─── Selected extract ───

Iraq wants a security agreement with the U.S. to include a clear ban on U.S. troops using Iraqi territory to attack Iraq’s neighbors, the government spokesman said Wednesday, three days after a dramatic U.S. raid on Syria.

A senior Iraqi political leader said Thursday he is “doubtful” that a bilateral agreement authorizing U.S. forces to remain in Iraq after the end of the year would be approved by the Iraqi cabinet and parliament.

Syria

Syria on Monday condemned the US for launching “criminal and terrorist aggression” on its soil while the Iraqi government defended action against foreign jihadis amid warnings it might complicate plans for a controversial security agreement between Baghdad and Washington.

Syria called on the U.N. Security Council on Tuesday to take action to prevent a repeat of a weekend U.S. attack on Syrian territory, and to hold the United States accountable.

EAST ASIA

North Korea

North Korea’s military threatened on Tuesday to use everything in its arsenal to reduce South Korea to rubble unless Seoul stops civic groups from sending anti-Pyongyang leaflets into the communist state.

SOUTH ASIA

Maldives

A former political prisoner has swept to victory in the Maldives’ first-ever democratic presidential election, unseating Asia’s longest-serving leader, officials said Wednesday.

───

### Given problem:
Continue the regional news digest beyond its final sentence. The items that come next are separate material and have no connection to the news digest.

─── Records ───

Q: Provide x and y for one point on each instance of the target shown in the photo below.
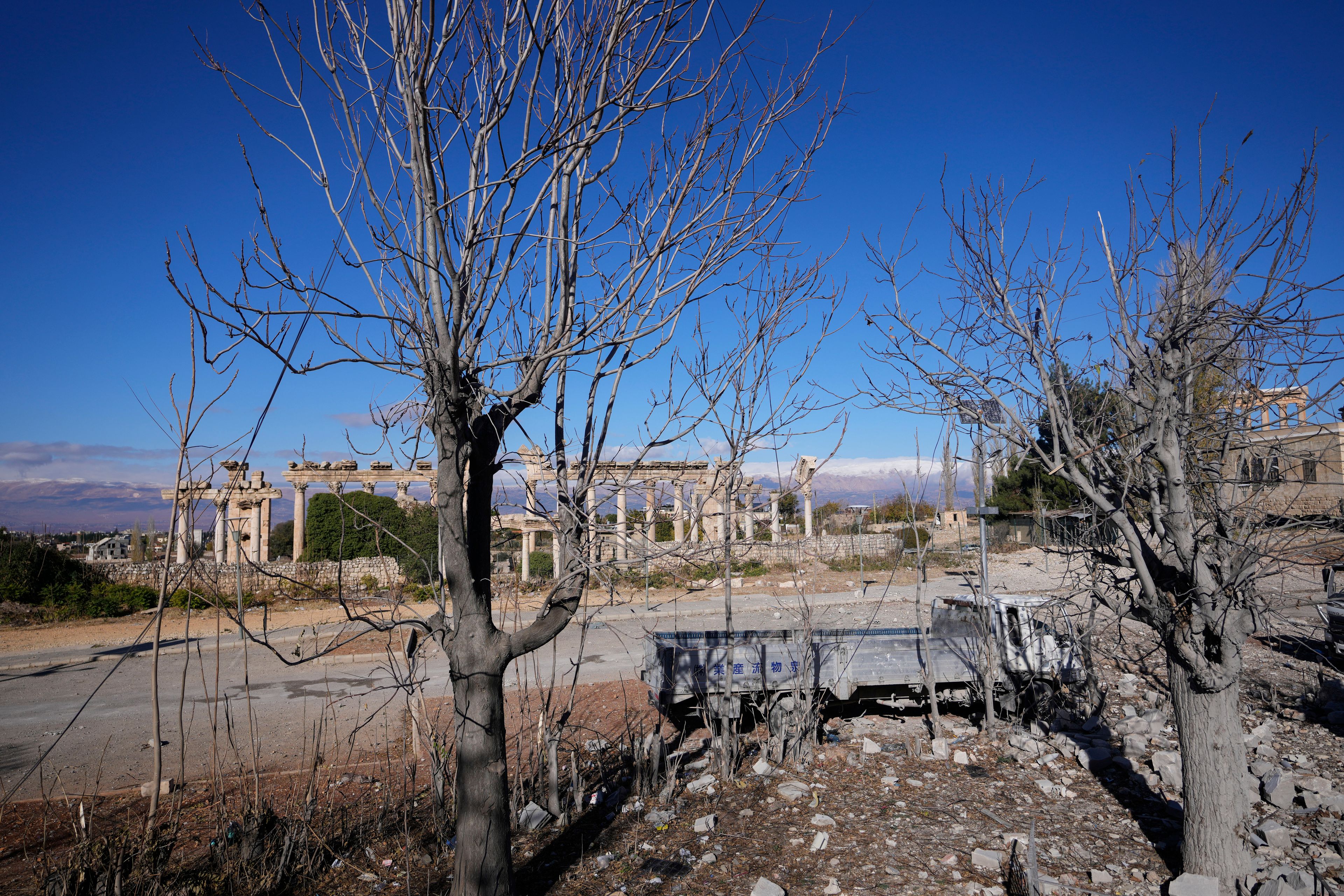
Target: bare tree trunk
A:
(483, 863)
(553, 774)
(931, 678)
(1213, 768)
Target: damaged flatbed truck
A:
(1035, 657)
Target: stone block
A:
(1191, 884)
(1275, 835)
(990, 859)
(765, 887)
(1167, 763)
(1277, 789)
(533, 816)
(1315, 784)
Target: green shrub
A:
(31, 574)
(181, 597)
(541, 565)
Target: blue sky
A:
(119, 140)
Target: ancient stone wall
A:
(268, 577)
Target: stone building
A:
(1288, 467)
(116, 547)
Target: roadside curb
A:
(78, 660)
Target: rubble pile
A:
(888, 808)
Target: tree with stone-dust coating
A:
(1208, 309)
(529, 199)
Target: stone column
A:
(595, 551)
(651, 518)
(183, 530)
(256, 532)
(300, 518)
(221, 535)
(678, 514)
(265, 530)
(529, 538)
(622, 530)
(233, 547)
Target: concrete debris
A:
(1167, 763)
(766, 888)
(1191, 884)
(1275, 835)
(1135, 746)
(987, 859)
(533, 816)
(1094, 758)
(1315, 784)
(1277, 789)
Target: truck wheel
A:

───

### Result of this exercise:
Pakistan

Pakistan’s senate Monday adopted a unanimous resolution strongly condemning missile attacks by American drones in Pakistan’s territory.

AFRICA

Congo

The UN said Friday it had credible reports of Congolese rebels looting and burning refugee camps, sparking a new exodus of 50,000 refugees in a widening humanitarian crisis.

Libya

Libyan leader Muammar Gaddafi made his first visit to post-Soviet Russia on Friday, seeking to deepen a budding energy and military partnership with Moscow and counterbalance his fast-expanding relations with the West.

Libya is willing to host a Russian naval base as a means of security against any possible U.S. attack, a Russian business daily said on Friday.

Somalia

A wave of coordinated suicide attacks on UN, diplomatic and government institutions by al-Shabab in northern Somalia killed up to 31 people on Wednesday, officials and witnesses said.

Zimbabwe

A regional summit has failed to break a deadlock threatening a power-sharing deal in Zimbabwe, an opposition source said Monday.